SOURCE PASSAGE.
Behold and Beware, Design Toolkits

SHARE

June 22, 2018

By Jon Freach, Executive Director of Design Research, frog design

The tools of design thinking are intellectual and conceptual, and while design thinking toolkits can be incredibly useful, they don’t guarantee “mastery” of design or design thinking. It’s a nuanced process that takes time and instruction to build design cognition, a sharp eye, and skilled hands.

The methods and tools of design are evolving at a rapid pace. Some are analog, some are increasingly digital, and, as Hugh Dubberly writes, many contemporary design tools “frame design as a conversation, with a goal of designing for conversation.” Throughout professional design practice, tools are frequently formalized and published. The tools of design thinking are intellectual, conceptual, and logic-based. Branded, formalized tools are relevant tools in the minds of industry.

What design methods and tools will universities teach their students? How can academic institutions keep pace with industry while applying a more critical lens to its craft? Why should students and professionals consider using design toolkits? This essay explores the evolution of design tools and philosophies from the Industrial Age to the Information Age, discusses their potential, describes their benefits, and outlines their pros and cons.

DATASET EXTRACT.
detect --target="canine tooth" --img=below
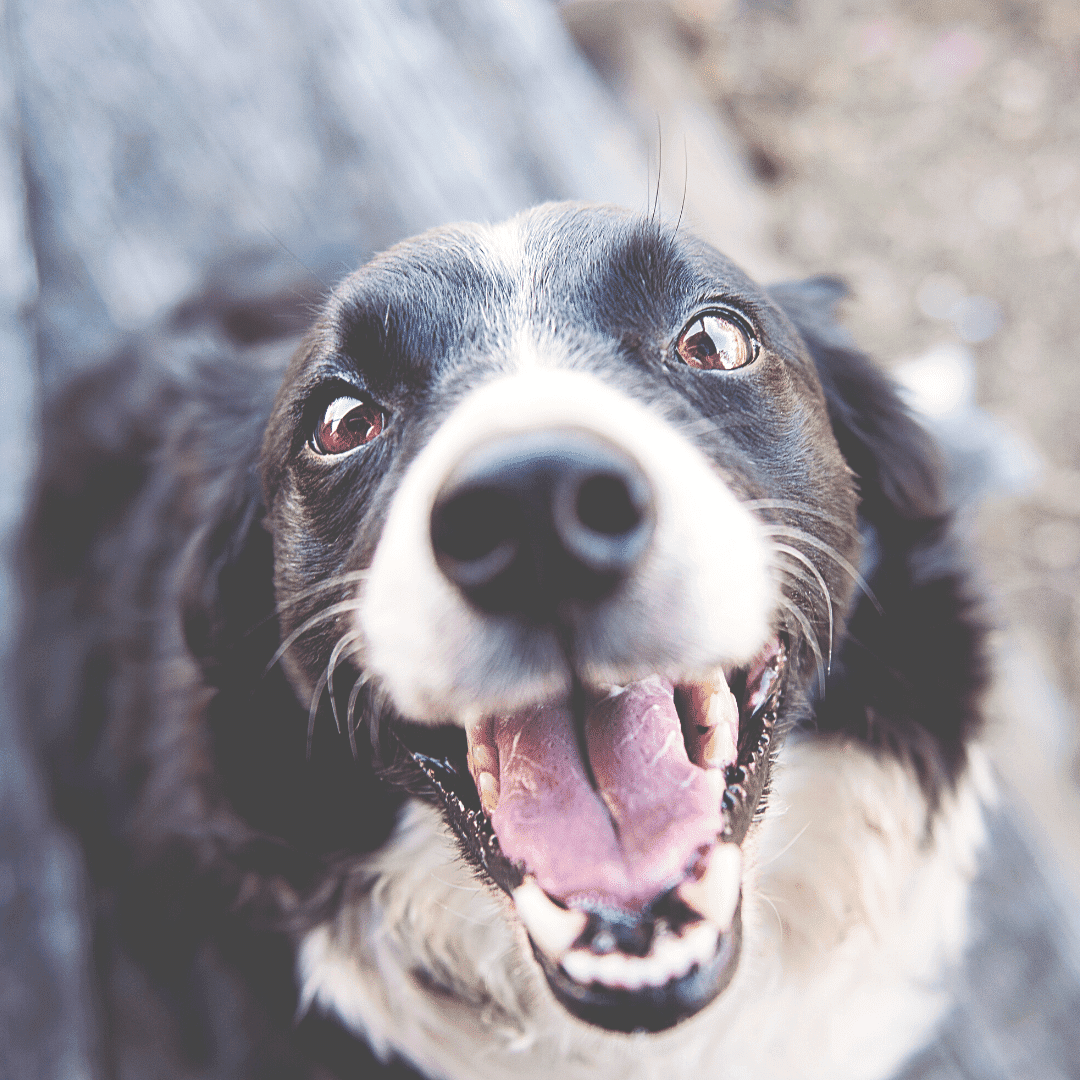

GIVEN TASK. Turn the paragraph of the essay on design toolkits that begins "The methods and tools of design" into a short bulleted list that keeps its main facts. Rely only on the essay about design toolkits.

SOLUTION TO THIS TASK.
- Design methods and tools are evolving rapidly. Some are analog, and some are increasingly digital.
- Hugh Dubberly writes that many contemporary design tools "frame design as a conversation, with a goal of designing for conversation."
- Professional design practice often formalizes and publishes its tools.
- Design thinking tools are intellectual, conceptual, and logic-based.
- Industry sees branded, formalized tools as relevant.